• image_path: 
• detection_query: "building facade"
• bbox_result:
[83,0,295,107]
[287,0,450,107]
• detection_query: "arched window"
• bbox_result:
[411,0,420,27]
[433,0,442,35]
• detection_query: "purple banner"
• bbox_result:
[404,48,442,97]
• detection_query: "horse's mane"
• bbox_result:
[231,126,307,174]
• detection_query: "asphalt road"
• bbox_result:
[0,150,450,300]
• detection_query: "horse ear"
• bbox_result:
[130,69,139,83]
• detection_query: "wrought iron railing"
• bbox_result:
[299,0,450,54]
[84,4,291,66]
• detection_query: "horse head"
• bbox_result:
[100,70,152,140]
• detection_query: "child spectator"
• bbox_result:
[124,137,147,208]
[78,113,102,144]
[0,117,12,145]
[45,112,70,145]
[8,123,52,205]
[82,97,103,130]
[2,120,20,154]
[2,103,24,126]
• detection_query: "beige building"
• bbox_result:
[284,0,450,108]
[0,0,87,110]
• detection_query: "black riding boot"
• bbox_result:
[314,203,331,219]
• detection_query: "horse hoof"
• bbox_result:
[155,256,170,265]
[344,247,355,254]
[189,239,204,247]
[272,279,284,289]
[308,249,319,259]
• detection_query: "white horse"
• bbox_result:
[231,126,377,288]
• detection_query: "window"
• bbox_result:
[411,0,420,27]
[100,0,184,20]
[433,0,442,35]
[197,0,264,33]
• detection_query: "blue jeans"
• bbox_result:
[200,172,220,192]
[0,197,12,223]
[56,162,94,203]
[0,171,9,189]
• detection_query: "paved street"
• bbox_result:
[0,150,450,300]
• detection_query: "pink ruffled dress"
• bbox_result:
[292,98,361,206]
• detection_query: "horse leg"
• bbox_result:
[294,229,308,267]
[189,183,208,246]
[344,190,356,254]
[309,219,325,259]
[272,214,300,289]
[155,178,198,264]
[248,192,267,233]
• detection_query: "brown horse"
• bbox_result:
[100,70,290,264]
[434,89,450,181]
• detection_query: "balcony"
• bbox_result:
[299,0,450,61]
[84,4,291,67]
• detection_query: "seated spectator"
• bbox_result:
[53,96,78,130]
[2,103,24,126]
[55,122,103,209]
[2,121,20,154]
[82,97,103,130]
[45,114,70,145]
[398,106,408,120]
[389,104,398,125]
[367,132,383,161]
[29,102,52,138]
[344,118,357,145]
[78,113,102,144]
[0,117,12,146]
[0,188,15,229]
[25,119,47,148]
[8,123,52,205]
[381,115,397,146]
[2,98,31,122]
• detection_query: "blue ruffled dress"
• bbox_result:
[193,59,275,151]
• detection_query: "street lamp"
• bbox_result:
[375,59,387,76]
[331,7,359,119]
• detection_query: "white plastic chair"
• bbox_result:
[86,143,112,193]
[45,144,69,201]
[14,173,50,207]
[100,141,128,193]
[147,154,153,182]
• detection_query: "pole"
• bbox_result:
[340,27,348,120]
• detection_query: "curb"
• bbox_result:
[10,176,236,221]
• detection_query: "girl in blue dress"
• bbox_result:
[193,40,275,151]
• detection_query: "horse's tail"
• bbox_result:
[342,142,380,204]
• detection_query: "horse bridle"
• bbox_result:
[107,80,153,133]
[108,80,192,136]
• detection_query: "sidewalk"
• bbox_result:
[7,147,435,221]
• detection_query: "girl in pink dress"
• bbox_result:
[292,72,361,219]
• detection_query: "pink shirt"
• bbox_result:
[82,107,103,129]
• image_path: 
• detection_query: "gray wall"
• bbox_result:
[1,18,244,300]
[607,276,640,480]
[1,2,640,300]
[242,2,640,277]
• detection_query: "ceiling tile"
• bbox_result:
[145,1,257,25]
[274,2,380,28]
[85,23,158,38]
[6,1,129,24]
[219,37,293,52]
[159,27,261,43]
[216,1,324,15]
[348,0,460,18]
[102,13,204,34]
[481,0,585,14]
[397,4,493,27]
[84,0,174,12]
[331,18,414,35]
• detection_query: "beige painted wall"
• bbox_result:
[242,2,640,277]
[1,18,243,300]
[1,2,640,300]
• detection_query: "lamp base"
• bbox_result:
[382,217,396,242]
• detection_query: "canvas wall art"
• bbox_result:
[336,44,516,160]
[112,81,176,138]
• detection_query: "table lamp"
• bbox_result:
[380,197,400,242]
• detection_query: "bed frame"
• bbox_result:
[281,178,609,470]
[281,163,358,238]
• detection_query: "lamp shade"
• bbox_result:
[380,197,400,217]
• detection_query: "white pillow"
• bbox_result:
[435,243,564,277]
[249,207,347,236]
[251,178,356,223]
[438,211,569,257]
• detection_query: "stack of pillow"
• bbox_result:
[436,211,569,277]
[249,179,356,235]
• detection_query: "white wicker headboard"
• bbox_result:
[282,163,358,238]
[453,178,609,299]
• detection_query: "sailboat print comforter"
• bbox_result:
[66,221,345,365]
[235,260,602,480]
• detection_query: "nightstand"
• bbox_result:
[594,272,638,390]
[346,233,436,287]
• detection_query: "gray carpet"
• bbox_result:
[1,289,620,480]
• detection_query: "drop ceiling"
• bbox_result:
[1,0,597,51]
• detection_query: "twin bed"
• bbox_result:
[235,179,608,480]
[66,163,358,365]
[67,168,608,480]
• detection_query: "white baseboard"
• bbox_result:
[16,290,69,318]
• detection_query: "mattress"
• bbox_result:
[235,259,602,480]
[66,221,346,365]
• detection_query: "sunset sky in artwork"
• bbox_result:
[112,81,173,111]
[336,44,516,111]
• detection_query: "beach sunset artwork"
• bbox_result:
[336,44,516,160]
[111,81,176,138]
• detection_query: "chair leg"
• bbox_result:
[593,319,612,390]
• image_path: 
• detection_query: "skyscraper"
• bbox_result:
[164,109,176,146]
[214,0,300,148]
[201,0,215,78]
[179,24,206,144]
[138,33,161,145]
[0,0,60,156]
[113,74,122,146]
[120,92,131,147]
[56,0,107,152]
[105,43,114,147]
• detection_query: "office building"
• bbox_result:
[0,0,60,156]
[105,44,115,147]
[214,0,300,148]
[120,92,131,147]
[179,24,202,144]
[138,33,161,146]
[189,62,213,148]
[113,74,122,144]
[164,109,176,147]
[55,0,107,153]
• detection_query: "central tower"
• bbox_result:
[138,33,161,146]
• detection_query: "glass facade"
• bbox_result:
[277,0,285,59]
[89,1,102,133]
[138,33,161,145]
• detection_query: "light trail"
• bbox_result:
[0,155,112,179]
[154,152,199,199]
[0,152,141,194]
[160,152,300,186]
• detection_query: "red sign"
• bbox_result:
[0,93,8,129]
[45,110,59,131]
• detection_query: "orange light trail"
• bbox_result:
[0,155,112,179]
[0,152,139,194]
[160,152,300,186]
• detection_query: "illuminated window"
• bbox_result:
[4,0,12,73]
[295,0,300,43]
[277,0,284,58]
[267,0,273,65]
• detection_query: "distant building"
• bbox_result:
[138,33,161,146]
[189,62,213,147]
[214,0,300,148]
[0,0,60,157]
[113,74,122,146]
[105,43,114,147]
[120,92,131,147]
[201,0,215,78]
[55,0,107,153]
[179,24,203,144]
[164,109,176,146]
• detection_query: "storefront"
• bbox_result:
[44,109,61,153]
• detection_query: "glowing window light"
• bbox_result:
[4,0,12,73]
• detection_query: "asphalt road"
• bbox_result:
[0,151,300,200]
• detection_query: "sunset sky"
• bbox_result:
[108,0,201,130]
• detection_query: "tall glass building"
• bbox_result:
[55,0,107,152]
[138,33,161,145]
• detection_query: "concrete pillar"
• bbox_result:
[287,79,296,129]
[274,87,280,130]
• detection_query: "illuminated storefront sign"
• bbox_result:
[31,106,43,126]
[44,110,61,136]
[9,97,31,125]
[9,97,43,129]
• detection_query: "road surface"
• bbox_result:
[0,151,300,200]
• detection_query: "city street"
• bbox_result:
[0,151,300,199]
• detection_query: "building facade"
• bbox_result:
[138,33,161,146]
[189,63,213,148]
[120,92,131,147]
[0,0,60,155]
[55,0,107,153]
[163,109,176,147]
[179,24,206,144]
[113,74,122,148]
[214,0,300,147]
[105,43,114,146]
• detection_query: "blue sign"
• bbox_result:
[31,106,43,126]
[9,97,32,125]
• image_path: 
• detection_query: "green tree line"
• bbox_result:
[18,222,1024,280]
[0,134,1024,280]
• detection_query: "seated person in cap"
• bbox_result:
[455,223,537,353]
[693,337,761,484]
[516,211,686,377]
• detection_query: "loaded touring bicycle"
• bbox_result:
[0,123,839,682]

Directive: Update the listing from its first line down to the line containing "[197,0,264,33]" by replacing "horse" with "pony", and leave everything else as it is.

Output below:
• image_path: 
• detection_query: "building facade"
• bbox_result:
[83,0,295,107]
[287,0,450,107]
• detection_query: "arched window"
• bbox_result:
[411,0,420,27]
[433,0,442,35]
• detection_query: "purple banner"
• bbox_result:
[404,48,442,97]
• detection_query: "pony's mane"
• bbox_result:
[231,126,307,174]
• detection_query: "asphalt road"
• bbox_result:
[0,150,450,300]
• detection_query: "pony ear"
• bbox_result:
[130,69,139,83]
• detection_query: "wrought iron railing"
• bbox_result:
[299,0,450,54]
[84,4,291,66]
• detection_query: "pony head"
• bbox_result:
[100,70,152,140]
• detection_query: "child spectator"
• bbox_result:
[124,137,147,208]
[78,113,102,144]
[0,117,12,145]
[45,112,70,145]
[8,123,52,205]
[82,97,103,130]
[2,120,20,154]
[2,103,24,126]
• detection_query: "beige building"
• bbox_result:
[284,0,450,108]
[0,0,87,110]
• detection_query: "black riding boot"
• bbox_result:
[314,203,331,219]
• detection_query: "pony hoof"
• bbox_result:
[155,256,170,265]
[344,247,355,254]
[189,239,204,247]
[272,279,284,289]
[308,249,319,259]
• detection_query: "white pony"
• bbox_result:
[231,126,377,288]
• detection_query: "window"
• bbox_result:
[411,0,420,27]
[100,0,184,20]
[433,0,442,35]
[197,0,264,33]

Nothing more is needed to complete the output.